> Work request
Find the line holding "Query: striped tie" in the entries below. Give it again exactly, along with every line after it up to and including the line holding "Query: police uniform".

┄┄┄┄┄┄

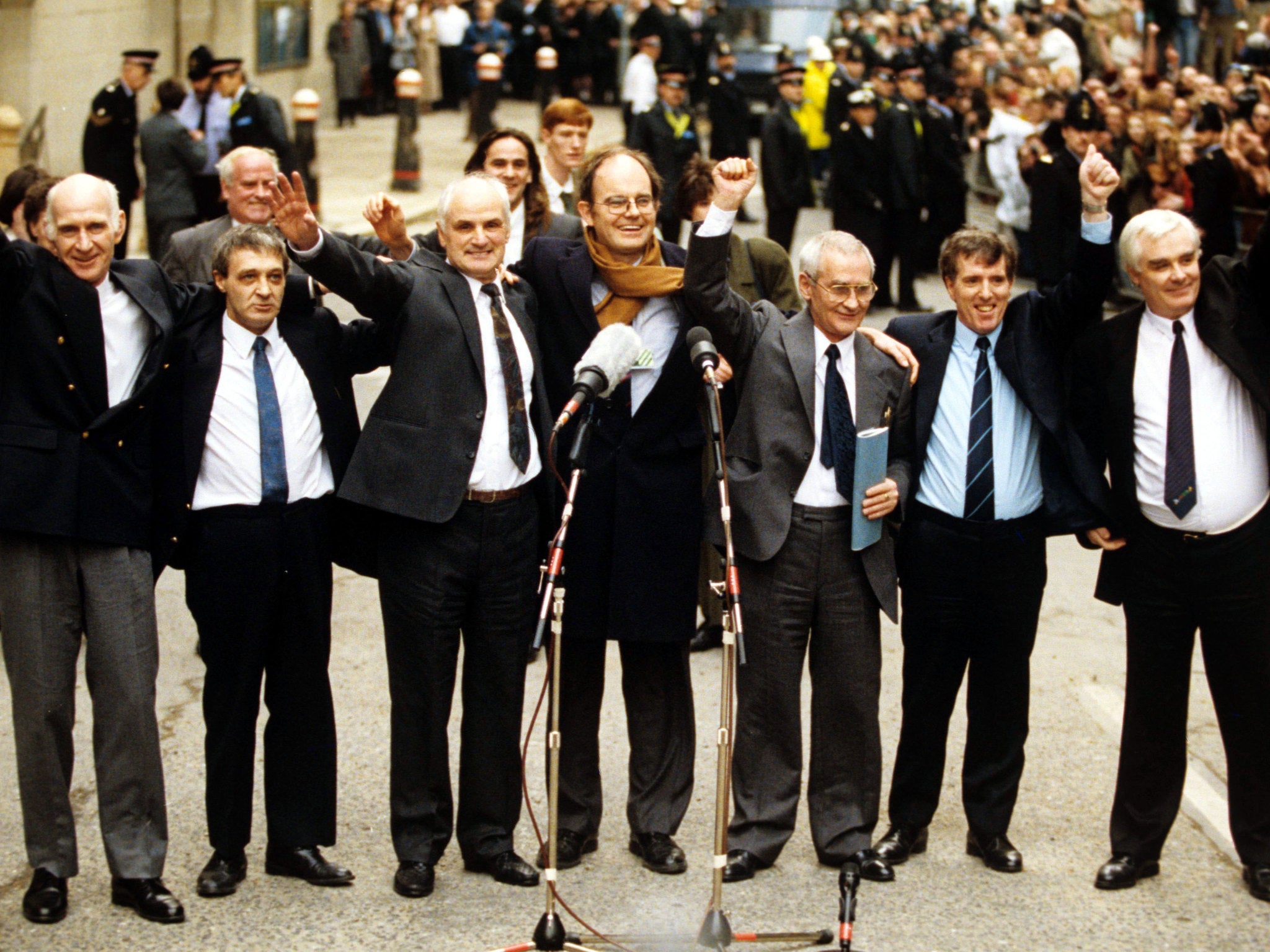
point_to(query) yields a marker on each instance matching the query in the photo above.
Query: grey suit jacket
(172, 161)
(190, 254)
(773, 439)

┄┄┄┄┄┄

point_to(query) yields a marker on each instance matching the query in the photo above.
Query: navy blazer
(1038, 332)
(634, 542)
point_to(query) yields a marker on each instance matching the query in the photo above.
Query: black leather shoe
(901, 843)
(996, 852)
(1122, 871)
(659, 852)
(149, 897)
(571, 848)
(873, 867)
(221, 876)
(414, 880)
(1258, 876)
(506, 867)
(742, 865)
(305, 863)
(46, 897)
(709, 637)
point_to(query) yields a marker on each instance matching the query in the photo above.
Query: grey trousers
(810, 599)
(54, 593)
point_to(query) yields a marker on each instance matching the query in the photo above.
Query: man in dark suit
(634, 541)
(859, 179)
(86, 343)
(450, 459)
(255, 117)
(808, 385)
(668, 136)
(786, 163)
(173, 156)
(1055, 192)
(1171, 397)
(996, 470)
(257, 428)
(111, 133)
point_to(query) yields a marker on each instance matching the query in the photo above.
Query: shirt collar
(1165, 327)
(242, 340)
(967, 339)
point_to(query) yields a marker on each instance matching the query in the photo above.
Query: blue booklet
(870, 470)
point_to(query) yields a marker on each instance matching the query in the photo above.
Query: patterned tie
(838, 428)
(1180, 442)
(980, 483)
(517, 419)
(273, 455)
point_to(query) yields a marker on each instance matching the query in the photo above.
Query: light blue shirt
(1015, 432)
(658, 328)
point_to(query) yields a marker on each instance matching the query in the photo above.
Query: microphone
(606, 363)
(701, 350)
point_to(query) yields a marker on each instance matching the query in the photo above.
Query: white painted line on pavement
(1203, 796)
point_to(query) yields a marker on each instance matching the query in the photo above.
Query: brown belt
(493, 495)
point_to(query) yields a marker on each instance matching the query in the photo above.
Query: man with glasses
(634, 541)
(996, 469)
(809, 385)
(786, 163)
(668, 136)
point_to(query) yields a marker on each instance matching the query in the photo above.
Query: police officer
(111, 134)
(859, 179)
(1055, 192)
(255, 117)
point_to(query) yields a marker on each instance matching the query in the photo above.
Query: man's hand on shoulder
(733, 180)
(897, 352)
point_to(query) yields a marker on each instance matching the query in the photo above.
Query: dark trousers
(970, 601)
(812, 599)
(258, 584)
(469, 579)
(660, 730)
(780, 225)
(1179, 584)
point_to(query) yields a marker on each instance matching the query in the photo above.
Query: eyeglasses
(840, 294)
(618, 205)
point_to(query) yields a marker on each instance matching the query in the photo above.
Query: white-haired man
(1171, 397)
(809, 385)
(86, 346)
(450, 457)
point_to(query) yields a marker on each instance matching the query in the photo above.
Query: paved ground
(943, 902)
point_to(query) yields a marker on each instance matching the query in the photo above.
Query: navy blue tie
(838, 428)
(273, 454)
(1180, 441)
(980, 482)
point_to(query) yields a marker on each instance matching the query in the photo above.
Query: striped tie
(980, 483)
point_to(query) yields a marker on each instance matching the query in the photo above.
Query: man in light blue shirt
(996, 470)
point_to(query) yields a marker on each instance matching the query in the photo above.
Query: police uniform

┄┄┄┄┄┄

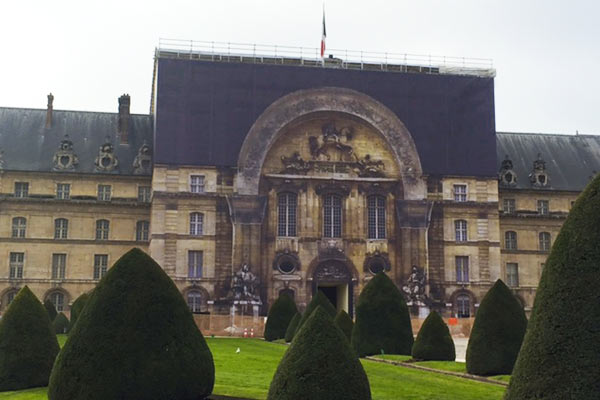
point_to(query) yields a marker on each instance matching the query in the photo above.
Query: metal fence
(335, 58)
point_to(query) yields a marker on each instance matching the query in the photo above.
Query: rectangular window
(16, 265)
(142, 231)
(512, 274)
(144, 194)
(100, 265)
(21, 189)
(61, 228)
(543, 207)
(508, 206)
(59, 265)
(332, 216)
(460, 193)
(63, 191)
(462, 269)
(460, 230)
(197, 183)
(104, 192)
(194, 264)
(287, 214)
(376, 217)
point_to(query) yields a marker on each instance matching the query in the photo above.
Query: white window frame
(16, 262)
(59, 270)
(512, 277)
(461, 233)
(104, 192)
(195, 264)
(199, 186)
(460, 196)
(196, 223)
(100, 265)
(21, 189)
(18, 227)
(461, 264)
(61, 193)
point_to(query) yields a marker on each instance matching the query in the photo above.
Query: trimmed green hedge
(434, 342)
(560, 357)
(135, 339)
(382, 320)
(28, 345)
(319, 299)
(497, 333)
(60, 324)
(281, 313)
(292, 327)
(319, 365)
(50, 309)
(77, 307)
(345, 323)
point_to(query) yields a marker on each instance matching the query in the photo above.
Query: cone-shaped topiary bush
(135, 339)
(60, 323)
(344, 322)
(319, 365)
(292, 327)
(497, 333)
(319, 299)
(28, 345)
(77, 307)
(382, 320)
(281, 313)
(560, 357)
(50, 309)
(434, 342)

┄┄┄┄┄┄

> Solution for this problem
Query: striped tie
(980, 483)
point_to(query) yields a marker on each instance matching the query in the photo above.
Query: man in light blue shirt
(996, 470)
point_to(query) yields a marker on each instance matching the query in the photo above.
Query: police uniform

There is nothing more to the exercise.